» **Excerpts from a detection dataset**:
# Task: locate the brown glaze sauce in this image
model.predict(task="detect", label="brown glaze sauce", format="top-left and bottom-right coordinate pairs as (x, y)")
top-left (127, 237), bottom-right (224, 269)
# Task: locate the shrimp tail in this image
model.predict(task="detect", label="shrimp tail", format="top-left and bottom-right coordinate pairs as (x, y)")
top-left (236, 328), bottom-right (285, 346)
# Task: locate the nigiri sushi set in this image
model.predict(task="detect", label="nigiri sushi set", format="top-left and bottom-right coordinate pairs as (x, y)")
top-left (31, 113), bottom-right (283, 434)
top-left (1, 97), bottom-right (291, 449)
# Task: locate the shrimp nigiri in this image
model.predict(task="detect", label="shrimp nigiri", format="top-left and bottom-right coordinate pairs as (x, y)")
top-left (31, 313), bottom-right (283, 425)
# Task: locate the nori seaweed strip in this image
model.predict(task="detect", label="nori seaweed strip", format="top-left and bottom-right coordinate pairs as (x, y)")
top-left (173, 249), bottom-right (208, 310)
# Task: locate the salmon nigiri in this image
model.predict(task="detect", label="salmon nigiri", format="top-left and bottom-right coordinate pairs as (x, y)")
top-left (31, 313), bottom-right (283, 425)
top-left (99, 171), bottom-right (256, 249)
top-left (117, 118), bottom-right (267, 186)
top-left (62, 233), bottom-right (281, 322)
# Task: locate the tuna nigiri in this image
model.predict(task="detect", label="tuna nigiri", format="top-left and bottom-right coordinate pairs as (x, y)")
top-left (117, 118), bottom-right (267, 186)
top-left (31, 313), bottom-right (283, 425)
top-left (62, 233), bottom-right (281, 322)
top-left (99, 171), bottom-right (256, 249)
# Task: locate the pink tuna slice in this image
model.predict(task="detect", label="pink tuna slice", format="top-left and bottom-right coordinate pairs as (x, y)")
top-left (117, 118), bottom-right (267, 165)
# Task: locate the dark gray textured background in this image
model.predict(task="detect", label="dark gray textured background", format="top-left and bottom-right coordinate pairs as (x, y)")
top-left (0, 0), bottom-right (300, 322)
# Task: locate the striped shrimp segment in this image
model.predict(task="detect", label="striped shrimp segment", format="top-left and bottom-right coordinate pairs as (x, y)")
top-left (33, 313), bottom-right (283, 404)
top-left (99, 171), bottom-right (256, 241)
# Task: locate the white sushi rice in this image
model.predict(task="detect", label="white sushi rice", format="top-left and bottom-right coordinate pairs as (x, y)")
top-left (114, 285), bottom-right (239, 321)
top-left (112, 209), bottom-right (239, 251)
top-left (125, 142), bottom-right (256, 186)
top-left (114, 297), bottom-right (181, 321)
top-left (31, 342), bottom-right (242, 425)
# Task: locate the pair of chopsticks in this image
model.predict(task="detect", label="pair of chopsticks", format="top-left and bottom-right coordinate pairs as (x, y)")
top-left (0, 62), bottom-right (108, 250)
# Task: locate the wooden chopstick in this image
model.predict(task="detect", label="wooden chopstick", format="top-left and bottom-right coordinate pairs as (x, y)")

» **Requirements**:
Starting at the row that contains "# Task: locate the pair" and ending at the last row, write out every line again, whether or not it holds an answer. Scale each coordinate in the answers by 0.85 and round to whole numbers, with halves rounded up.

» **Written response**:
# Task: locate the pair of chopsticks in this image
model.predict(task="detect", label="pair of chopsticks", format="top-left and bottom-right coordinate pairs as (x, y)")
top-left (0, 53), bottom-right (92, 213)
# Task: locate the wooden chopstick in this image
model.predict(task="detect", label="wooden chopstick", format="top-left and bottom-right coordinate pairs as (x, y)")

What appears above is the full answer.